(Image-grounded pointing data)
=== Begin Enclosure ===
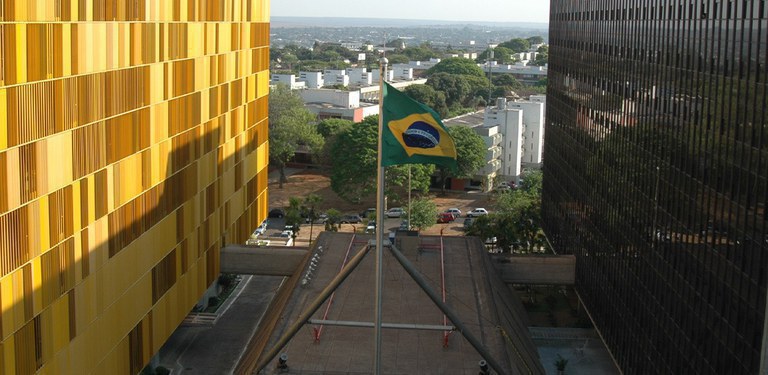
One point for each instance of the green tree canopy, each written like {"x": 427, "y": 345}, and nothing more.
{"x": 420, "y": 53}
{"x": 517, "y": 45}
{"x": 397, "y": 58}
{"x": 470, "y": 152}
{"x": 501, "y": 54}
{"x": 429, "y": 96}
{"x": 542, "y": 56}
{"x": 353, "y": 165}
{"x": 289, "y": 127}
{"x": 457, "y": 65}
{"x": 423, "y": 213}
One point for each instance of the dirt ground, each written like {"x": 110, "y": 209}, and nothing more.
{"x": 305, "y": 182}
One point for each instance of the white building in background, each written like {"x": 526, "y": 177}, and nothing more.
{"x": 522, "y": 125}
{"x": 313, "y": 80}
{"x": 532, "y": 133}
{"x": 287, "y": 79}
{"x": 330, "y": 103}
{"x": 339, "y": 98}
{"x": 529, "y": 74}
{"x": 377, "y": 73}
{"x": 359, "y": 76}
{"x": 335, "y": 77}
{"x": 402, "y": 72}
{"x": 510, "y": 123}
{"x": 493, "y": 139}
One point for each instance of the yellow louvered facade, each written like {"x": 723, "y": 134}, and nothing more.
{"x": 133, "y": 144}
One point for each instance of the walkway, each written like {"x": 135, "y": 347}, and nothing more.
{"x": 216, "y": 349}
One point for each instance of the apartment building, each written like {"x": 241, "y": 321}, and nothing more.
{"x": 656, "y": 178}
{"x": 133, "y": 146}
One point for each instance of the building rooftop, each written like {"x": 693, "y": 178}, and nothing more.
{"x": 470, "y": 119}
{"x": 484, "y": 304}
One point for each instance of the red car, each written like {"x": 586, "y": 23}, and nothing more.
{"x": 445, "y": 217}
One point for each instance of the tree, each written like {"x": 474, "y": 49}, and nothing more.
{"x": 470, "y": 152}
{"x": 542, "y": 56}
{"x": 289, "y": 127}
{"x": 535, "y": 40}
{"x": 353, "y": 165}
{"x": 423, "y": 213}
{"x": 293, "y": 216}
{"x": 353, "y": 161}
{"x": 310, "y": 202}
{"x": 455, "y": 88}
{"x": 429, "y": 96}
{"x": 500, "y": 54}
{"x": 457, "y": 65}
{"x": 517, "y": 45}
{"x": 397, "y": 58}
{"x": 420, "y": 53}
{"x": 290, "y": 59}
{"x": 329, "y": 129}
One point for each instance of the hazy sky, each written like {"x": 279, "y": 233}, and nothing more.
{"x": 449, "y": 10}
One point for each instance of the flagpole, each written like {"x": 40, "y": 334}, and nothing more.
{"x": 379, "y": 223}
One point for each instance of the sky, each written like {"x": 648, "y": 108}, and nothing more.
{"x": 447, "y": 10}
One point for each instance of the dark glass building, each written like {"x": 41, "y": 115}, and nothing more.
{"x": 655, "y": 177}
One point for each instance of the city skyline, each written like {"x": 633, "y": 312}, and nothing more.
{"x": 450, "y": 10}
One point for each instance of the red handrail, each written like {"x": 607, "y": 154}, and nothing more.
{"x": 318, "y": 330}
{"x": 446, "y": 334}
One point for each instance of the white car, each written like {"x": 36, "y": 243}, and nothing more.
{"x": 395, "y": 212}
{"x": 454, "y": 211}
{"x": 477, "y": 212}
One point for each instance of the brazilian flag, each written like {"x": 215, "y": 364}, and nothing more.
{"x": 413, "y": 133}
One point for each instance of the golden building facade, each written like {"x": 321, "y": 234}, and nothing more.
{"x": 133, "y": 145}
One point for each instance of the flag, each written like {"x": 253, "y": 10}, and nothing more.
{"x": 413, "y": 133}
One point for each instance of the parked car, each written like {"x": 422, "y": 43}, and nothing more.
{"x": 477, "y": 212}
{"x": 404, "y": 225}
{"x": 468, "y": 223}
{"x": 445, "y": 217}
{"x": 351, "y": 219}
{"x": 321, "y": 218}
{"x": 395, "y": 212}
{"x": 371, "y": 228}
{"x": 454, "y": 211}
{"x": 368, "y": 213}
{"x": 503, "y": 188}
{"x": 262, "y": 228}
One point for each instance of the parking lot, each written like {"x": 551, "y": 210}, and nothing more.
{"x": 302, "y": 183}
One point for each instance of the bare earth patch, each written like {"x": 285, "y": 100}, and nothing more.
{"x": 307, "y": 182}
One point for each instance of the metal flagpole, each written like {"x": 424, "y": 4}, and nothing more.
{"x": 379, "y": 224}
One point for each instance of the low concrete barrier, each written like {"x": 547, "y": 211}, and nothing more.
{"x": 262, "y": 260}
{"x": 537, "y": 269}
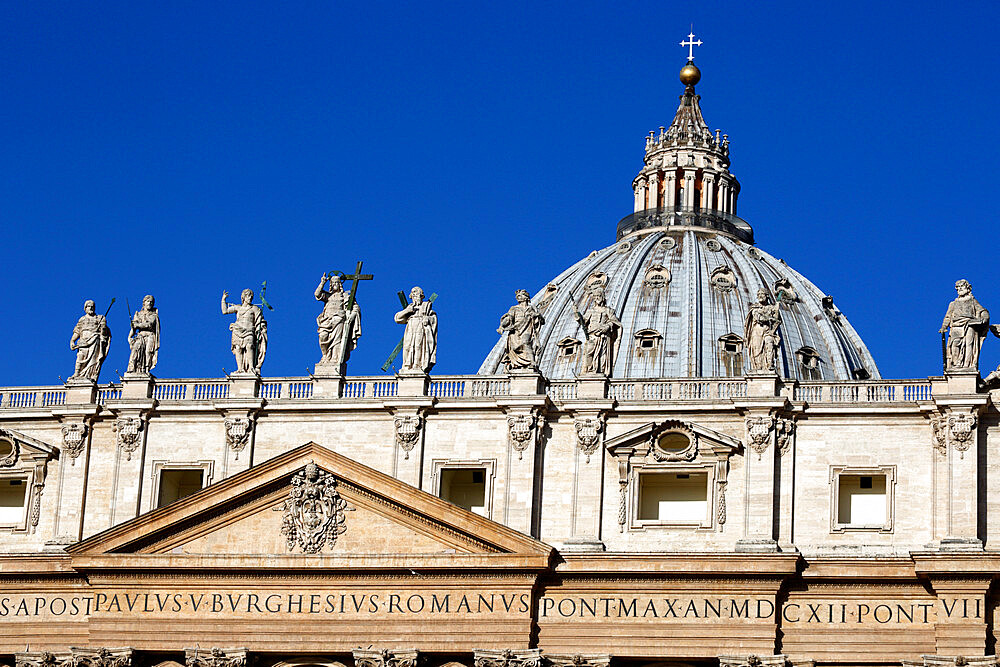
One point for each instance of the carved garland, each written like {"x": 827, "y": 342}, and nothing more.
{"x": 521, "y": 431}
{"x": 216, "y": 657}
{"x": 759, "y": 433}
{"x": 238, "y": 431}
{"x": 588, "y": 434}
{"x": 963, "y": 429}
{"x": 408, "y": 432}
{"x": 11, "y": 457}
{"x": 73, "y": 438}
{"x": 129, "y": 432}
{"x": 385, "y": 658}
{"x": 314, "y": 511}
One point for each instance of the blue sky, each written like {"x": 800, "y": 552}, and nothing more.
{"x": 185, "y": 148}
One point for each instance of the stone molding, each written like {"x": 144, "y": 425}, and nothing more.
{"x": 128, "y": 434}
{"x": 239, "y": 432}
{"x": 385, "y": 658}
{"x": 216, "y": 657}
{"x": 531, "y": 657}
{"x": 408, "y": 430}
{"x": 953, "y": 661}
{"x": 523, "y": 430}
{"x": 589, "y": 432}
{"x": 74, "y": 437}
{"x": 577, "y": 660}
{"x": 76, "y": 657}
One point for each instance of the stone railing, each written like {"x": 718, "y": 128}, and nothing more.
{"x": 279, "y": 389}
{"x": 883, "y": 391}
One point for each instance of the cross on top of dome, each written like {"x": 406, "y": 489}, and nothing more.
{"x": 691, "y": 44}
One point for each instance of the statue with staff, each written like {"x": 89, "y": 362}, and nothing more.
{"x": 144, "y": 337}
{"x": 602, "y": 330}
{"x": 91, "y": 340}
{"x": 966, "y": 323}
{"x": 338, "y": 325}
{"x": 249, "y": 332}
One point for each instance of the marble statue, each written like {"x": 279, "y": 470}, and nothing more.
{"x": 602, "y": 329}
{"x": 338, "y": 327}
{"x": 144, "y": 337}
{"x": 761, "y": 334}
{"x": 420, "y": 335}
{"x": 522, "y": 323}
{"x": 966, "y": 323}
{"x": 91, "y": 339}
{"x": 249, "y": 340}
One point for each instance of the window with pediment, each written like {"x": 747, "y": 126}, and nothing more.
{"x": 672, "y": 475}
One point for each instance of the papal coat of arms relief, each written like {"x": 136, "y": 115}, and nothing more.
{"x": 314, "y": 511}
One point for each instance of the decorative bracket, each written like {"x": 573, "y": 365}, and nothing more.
=== End Enclosure ===
All that is needed is the line containing "One point for each instance of the statue" and each line after it to the end of the data above, set down exactly.

→ **Exercise solution**:
One point for each instance of the statue with staff, each written like {"x": 89, "y": 362}, and nothing more.
{"x": 144, "y": 337}
{"x": 602, "y": 330}
{"x": 91, "y": 340}
{"x": 966, "y": 323}
{"x": 338, "y": 325}
{"x": 249, "y": 332}
One point for each instance of the marble statue, each written like {"x": 279, "y": 470}, and nothing more.
{"x": 602, "y": 329}
{"x": 338, "y": 327}
{"x": 144, "y": 337}
{"x": 761, "y": 334}
{"x": 420, "y": 335}
{"x": 522, "y": 323}
{"x": 966, "y": 323}
{"x": 91, "y": 339}
{"x": 249, "y": 340}
One point for each instance of the window with pediment, each written like {"x": 747, "y": 126}, and nothing more.
{"x": 672, "y": 475}
One point for each instance of the papal coat of arms relief, each written like {"x": 136, "y": 115}, and nothing more.
{"x": 314, "y": 511}
One point for each instance of the decorative bracket, each written like {"x": 573, "y": 365}, and nothing more.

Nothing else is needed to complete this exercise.